+++ Dataset records

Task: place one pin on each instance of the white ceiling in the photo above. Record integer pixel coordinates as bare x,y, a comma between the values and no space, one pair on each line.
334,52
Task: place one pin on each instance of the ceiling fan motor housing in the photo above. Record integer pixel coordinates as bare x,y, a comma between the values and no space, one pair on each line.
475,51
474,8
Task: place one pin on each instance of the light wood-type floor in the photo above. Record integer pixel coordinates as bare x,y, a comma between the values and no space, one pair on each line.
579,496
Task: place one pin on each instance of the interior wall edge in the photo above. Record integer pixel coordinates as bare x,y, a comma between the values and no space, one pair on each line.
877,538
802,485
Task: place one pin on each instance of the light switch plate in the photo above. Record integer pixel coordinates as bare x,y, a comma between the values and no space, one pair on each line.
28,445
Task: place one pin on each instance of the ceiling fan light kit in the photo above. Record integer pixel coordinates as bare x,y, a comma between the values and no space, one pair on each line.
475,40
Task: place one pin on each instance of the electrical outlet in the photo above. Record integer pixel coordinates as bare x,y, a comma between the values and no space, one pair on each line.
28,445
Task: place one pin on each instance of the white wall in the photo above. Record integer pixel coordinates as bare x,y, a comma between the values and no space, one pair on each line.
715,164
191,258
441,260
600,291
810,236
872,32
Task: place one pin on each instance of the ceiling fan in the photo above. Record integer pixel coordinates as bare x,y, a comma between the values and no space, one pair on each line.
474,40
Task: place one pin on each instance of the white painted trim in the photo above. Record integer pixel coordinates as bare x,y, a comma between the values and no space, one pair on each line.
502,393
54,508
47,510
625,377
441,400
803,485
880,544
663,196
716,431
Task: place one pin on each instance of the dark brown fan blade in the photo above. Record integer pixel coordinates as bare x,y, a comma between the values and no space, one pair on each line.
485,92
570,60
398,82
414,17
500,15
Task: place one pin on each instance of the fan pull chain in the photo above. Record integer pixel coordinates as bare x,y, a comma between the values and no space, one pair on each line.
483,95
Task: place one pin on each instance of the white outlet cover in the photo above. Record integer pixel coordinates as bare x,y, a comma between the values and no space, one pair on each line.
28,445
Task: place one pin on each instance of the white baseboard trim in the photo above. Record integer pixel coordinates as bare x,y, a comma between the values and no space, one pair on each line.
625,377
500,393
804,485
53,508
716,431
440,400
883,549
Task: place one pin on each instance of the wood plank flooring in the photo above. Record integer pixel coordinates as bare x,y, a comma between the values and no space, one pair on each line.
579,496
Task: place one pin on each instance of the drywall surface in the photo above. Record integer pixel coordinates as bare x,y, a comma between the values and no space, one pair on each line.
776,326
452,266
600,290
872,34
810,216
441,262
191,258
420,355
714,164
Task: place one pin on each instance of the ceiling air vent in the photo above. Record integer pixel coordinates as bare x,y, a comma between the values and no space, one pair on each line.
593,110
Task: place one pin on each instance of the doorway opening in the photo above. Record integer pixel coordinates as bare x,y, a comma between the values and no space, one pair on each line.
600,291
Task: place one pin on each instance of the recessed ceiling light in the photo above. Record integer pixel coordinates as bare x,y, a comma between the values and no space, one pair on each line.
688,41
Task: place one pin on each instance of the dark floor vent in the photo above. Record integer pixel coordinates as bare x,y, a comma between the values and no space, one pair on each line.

++++++

■ **Problem to solve**:
Begin at the line containing "Task: place one pin on each instance of the recessed" and reproduce every line through the last one in the records above, exactly.

■ **Exercise result**:
Task: place one pin on each instance of the recessed ceiling light in the photo above. Record integer pixel coordinates as bare x,y, a comma between the values and no space, one pair on each line.
688,41
Task: place one pin on each instance of the dark floor vent in the photo above. Record integer pixel coordinates as bare x,y, a comma between the values and no space, one pair on each line.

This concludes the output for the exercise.